**ABOUT THIS TASK**
Output the number of lines in the entries below with the string "blue" in them, and nothing further.

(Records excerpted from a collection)
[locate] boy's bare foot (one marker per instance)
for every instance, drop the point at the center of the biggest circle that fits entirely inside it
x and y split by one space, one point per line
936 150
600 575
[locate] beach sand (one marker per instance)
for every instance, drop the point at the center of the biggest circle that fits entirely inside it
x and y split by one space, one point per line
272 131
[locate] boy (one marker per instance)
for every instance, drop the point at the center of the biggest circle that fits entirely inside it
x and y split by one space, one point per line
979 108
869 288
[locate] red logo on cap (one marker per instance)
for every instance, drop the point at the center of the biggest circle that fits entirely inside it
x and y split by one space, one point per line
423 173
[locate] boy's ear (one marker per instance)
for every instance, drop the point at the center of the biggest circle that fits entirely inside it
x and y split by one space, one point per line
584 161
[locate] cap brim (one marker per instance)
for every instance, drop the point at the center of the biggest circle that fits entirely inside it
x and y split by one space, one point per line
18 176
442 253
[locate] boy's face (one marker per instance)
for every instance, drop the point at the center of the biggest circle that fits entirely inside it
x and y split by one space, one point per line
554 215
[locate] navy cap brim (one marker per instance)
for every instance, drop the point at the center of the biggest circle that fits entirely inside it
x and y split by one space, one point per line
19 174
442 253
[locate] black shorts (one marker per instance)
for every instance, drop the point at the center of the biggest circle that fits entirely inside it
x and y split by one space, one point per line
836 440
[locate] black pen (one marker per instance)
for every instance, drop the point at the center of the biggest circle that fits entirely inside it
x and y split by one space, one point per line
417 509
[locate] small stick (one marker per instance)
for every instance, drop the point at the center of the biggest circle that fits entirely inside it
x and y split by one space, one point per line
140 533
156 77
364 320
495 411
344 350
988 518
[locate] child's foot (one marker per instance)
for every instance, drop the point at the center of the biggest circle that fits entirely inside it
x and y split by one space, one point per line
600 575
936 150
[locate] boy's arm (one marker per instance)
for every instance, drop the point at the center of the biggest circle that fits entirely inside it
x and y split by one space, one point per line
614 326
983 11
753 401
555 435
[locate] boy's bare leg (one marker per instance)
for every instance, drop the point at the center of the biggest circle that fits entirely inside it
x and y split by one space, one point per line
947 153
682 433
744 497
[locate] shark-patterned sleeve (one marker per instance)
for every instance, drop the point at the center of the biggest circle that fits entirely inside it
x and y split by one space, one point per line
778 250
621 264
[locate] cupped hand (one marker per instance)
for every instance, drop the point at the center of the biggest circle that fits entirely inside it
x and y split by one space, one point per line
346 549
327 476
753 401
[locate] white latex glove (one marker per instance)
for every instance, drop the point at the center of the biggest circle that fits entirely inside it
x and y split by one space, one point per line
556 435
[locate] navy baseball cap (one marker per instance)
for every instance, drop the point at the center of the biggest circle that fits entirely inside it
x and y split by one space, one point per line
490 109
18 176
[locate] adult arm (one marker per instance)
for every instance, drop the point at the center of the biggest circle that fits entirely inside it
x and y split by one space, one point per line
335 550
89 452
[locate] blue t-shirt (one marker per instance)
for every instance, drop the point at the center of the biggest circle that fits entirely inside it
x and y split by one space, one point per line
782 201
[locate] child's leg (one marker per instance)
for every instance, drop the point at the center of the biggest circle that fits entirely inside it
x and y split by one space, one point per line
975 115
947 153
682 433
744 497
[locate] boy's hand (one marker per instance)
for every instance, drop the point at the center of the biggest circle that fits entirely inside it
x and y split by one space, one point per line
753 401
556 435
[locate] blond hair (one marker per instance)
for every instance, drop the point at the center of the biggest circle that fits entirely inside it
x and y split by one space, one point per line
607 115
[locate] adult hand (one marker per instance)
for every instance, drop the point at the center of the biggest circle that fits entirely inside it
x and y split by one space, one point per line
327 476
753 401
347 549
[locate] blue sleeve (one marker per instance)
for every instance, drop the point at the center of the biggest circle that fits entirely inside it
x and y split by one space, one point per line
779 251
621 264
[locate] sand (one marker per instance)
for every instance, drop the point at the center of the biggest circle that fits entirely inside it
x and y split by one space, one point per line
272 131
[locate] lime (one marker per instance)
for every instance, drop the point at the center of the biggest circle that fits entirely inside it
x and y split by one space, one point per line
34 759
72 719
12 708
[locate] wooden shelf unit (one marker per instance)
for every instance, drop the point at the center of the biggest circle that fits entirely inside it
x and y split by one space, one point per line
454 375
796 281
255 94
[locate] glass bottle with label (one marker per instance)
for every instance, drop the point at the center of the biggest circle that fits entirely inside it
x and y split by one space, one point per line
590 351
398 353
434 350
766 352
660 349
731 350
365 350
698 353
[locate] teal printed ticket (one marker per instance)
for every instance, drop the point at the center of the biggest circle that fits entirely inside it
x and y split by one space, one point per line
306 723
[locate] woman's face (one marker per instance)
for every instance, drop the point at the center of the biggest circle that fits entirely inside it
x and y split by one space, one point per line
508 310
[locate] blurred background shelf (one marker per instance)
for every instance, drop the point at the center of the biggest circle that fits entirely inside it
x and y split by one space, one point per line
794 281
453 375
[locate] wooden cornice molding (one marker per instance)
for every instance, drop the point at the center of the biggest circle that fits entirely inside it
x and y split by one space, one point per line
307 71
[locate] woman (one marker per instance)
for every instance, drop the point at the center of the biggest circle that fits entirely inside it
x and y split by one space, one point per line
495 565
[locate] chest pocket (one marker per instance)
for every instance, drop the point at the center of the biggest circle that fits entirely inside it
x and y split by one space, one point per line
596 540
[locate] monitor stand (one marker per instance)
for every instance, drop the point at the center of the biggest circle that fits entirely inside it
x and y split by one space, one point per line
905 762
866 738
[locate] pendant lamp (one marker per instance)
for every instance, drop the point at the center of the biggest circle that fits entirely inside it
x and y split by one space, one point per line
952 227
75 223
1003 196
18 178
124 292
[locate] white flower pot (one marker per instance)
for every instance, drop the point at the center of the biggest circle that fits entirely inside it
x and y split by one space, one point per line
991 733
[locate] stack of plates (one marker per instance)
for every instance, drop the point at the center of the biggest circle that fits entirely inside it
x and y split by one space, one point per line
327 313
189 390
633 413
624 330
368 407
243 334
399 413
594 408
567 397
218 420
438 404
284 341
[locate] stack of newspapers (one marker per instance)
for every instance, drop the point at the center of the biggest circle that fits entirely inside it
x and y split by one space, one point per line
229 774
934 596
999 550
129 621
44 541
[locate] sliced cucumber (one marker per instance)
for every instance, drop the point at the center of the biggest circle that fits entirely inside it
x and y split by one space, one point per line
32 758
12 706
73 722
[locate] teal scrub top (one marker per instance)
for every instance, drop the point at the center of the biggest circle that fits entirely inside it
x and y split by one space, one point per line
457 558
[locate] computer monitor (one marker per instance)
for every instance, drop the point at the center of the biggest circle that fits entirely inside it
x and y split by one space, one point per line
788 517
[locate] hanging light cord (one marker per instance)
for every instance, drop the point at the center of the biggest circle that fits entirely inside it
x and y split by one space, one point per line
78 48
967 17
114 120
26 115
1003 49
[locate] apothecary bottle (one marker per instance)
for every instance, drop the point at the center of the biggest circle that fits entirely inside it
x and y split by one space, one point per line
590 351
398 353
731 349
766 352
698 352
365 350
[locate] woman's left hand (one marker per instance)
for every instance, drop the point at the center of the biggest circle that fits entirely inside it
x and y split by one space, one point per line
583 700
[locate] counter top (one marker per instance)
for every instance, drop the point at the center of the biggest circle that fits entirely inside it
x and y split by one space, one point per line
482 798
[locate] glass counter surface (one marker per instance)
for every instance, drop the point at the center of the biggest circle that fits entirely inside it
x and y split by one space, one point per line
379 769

**ANSWER BOX**
2